▶ Your objective:
Count the lines below that contain the string "wooden". Give only the number.
-- begin --
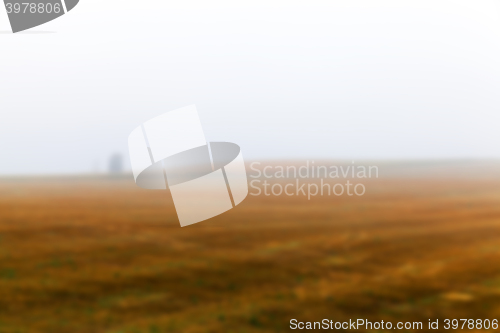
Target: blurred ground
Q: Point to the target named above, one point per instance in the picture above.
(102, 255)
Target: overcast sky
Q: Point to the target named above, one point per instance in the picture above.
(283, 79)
-- end --
-- begin --
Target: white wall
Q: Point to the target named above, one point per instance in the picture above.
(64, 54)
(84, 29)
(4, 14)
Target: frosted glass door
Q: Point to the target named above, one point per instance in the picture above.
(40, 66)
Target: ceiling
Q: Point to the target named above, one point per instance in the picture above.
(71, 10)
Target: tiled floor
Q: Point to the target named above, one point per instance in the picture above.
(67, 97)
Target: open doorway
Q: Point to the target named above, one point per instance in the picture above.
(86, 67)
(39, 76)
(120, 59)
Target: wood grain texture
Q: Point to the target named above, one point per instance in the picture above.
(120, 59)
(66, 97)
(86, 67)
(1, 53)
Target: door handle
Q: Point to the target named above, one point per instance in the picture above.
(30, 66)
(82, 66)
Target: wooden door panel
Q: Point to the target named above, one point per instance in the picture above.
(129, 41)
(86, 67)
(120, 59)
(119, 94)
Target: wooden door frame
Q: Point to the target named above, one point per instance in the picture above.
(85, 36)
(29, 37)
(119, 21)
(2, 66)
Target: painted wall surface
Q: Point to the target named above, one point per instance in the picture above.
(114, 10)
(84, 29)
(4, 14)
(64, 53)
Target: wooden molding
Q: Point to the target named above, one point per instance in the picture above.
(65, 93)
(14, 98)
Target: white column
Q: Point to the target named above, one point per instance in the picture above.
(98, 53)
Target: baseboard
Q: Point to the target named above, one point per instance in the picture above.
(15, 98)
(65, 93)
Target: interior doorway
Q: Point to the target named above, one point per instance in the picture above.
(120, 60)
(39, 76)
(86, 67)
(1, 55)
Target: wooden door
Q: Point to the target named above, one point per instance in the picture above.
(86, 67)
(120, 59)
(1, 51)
-- end --
▶ Exercise solution:
4